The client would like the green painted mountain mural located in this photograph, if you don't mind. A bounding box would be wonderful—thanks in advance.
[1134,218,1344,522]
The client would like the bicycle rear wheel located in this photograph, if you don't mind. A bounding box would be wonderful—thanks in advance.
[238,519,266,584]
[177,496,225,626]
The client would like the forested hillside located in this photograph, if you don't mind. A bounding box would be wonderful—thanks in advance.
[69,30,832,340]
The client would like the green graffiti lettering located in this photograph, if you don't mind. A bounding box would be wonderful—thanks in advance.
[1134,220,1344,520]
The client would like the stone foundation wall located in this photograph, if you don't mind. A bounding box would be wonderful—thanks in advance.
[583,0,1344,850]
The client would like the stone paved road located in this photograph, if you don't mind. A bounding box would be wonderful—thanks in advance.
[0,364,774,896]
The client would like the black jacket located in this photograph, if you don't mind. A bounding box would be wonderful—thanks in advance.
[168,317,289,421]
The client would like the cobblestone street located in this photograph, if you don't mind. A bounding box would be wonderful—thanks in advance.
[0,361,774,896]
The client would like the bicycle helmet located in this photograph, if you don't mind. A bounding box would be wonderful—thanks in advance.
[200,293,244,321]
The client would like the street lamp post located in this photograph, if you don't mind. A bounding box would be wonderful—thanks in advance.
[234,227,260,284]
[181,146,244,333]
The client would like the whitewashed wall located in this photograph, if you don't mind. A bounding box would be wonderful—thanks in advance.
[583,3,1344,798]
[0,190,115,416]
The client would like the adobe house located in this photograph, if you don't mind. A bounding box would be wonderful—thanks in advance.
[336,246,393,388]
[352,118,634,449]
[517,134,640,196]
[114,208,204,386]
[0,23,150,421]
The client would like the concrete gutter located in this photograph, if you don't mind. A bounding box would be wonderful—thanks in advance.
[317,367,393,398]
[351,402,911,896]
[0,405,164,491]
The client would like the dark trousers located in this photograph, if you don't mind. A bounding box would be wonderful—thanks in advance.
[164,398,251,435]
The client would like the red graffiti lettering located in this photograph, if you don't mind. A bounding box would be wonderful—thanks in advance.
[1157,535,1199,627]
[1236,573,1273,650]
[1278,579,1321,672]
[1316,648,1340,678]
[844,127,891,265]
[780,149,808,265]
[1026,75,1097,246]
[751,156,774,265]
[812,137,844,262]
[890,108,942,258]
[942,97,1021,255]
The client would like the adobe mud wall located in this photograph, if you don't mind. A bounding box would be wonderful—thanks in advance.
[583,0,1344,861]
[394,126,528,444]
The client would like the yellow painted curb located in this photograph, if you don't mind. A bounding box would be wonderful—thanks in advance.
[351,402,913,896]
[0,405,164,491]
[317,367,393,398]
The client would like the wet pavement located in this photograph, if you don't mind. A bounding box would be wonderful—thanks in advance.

# # # #

[THE TASK] Write out all the records above again, putting "Our customer" in place of "The client" each time it appears and leaving everything else unchanged.

[REPLY]
Our customer would like the green painted mountain mural located in this photograph, if you don't mind. A bounding box would be wonderful—thanks in advance.
[1134,218,1344,522]
Our customer would like the bicycle rear wheel located in this photograph, if you don't mind. A bounding box would be wonderful—thanks in advance.
[238,519,266,584]
[177,496,225,626]
Our customer would like the forested hillside located in this photograph, if you don't mind. A bounding box would be wonderful—thanks in advance.
[69,30,832,340]
Our customer would like the green graffiti lettering located in this photograph, if you don't mind. A bounding box would be wonderful—thanks in advance.
[1134,220,1344,520]
Our customer would like the stone foundation wall located in this photograph, if you don't mind. A bounding box would be wonderful—thanks in advance.
[583,0,1344,850]
Our customer would like the stone paved road located in this photograph, if you don't mind. A bounding box would be wonderful—thanks in advance.
[0,364,774,896]
Our customer would like the black jacket located in this photograph, if you don't mind. A bounding box would be wonderful—thanks in advance.
[168,317,289,421]
Our customer would like the cobblestone street located in this photograph, if you don't mind. A bounding box would be wonderful—thanks in advance.
[0,361,774,896]
Our customer would like the bicycle helmet located in this photograph, if you don't mind. A bounding box would be wonderful—thanks in advance.
[200,293,244,321]
Our customer would like the street lamp post located in this photograph, if you don't mind. A bounding box would be wonderful—thanks in advance.
[234,227,260,284]
[181,146,244,333]
Our customer would like the whitewashed wall located in this photograph, if you don't mind. A bounding box would be wonderful—thanks in advance.
[583,3,1344,798]
[0,190,115,416]
Our customer would like the adobe house located in this photograph, if you don't mind. A bounding box would be wonderful—thanks in advance.
[336,246,393,388]
[352,118,634,449]
[517,134,640,196]
[114,208,204,386]
[0,23,150,421]
Our customer would like the concrete gutter located in this photograph, if you don't mind. A bounding box would be wonderful—thanks in advance.
[317,367,393,398]
[351,402,911,896]
[0,405,164,491]
Our customer would like the dark trousers located in this photograph, if you don't mind. A bounding box would be wonderful—thanks in advance.
[164,398,251,435]
Our customer would like the red graffiti lettering located in this photograph, if you don't mind. A bounding box would be wonderful—thanks in advance.
[1157,535,1199,627]
[1236,573,1273,650]
[1278,579,1321,672]
[1316,648,1340,678]
[844,127,891,265]
[780,149,808,265]
[1026,75,1097,246]
[751,156,774,265]
[812,137,844,262]
[890,108,942,258]
[942,97,1021,255]
Our customer would like the adobe mud wall located in this photograph, if you don't mind. A bounding box would be wonderful—thanks in advance.
[583,0,1344,861]
[394,126,528,444]
Our customer would like the yellow painted curb located in this photograph, if you don't mind. A bounding box would be wonderful—thanks in advance.
[351,402,913,896]
[0,405,164,491]
[317,367,393,398]
Our customer would like the wet pavement located in this photograph, if you don't mind. A bounding box would be wonderful—thanks in advance.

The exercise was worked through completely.